----- Materials provided

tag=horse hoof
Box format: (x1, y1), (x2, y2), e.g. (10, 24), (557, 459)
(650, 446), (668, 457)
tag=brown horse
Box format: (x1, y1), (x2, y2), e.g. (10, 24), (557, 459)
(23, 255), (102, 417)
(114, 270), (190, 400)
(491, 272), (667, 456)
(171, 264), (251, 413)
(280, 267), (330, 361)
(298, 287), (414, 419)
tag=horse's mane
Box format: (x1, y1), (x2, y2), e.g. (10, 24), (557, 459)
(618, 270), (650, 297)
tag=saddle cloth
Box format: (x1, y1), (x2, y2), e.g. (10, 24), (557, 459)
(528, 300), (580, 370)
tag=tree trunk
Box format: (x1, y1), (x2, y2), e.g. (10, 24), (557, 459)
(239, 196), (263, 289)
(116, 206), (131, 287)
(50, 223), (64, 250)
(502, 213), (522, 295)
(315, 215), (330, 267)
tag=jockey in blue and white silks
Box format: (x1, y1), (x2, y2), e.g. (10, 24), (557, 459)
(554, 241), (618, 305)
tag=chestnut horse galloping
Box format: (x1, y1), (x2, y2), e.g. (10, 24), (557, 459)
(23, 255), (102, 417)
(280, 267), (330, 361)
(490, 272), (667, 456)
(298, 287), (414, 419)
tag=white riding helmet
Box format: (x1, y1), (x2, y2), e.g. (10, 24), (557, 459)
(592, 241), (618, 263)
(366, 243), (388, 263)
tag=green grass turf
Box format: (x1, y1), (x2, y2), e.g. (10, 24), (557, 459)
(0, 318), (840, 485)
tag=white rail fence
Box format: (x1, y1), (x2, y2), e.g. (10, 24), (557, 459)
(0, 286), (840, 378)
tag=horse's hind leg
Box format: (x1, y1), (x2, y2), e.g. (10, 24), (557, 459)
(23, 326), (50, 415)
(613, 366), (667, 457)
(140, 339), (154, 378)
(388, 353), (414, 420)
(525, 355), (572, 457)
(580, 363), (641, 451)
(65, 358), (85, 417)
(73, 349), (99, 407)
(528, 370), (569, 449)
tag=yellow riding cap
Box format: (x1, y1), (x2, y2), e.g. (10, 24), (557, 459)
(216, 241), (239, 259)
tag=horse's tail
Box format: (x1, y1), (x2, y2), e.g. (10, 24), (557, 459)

----------

### Exercise aim:
Turn every line of the bounding-box entries above into a numbered list, skipping any blank lines.

### Full answer:
1. tag=horse hoof
2. Box format: (x1, y1), (x2, y2), e.g. (10, 24), (557, 459)
3. (650, 446), (668, 457)
4. tag=brown horse
5. Box format: (x1, y1), (x2, y2), e.g. (10, 24), (557, 459)
6. (23, 255), (102, 417)
7. (114, 270), (190, 400)
8. (491, 272), (667, 456)
9. (171, 264), (251, 413)
10. (280, 267), (330, 361)
11. (298, 287), (414, 419)
12. tag=horse's mane
13. Box format: (x1, y1), (x2, y2), e.g. (10, 24), (557, 459)
14. (618, 270), (650, 297)
15. tag=saddle cloth
16. Box format: (x1, y1), (x2, y2), e.g. (10, 24), (557, 459)
17. (528, 300), (580, 370)
18. tag=tree trunk
19. Box format: (x1, y1), (x2, y2), e.g. (10, 24), (557, 459)
20. (239, 196), (263, 289)
21. (116, 206), (131, 287)
22. (50, 223), (64, 250)
23. (502, 213), (522, 295)
24. (315, 215), (330, 267)
25. tag=jockey in blue and white silks
26. Box format: (x1, y1), (x2, y2), e.g. (10, 24), (557, 459)
27. (554, 241), (618, 305)
28. tag=chestnut horse galloping
29. Box format: (x1, y1), (x2, y2), e.g. (10, 24), (557, 459)
30. (23, 255), (102, 417)
31. (280, 267), (330, 361)
32. (490, 272), (667, 456)
33. (298, 287), (414, 419)
34. tag=white riding helmet
35. Box format: (x1, y1), (x2, y2), e.g. (10, 24), (557, 459)
36. (592, 241), (618, 263)
37. (366, 243), (388, 263)
38. tag=green grass turf
39. Box format: (x1, y1), (x2, y2), e.g. (10, 24), (557, 459)
40. (0, 318), (840, 485)
41. tag=white rail fence
42. Box format: (x1, y1), (x2, y2), e.g. (10, 24), (557, 459)
43. (0, 286), (840, 378)
44. tag=horse's hind leg
45. Box format: (x1, y1), (x2, y2), e.g. (10, 24), (557, 459)
46. (23, 326), (50, 415)
47. (613, 366), (667, 457)
48. (140, 339), (154, 378)
49. (388, 353), (414, 420)
50. (525, 355), (572, 457)
51. (580, 363), (641, 451)
52. (65, 358), (85, 417)
53. (73, 349), (99, 407)
54. (528, 370), (569, 449)
55. tag=yellow riding cap
56. Box format: (x1, y1), (x2, y2), e.g. (10, 24), (557, 459)
57. (216, 241), (239, 259)
58. tag=horse's tail
59. Box format: (x1, y1), (x2, y2), e.g. (10, 24), (557, 459)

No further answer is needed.